_Available records_:
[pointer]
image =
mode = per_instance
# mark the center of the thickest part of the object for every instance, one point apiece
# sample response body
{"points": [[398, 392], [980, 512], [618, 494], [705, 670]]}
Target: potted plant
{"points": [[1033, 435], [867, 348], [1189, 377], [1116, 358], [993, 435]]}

_Exercise instructions_: Rewrite all of the items above with "thickest" swapped for "widest" and everything else left unchanged.

_Result below_:
[pointer]
image =
mode = per_instance
# mark the center of the widest part of the object for every instance, one point apiece
# sample response body
{"points": [[398, 392], [980, 512], [618, 494], [705, 670]]}
Target: potted plant
{"points": [[1033, 435], [867, 348], [1189, 377], [1116, 358], [993, 435]]}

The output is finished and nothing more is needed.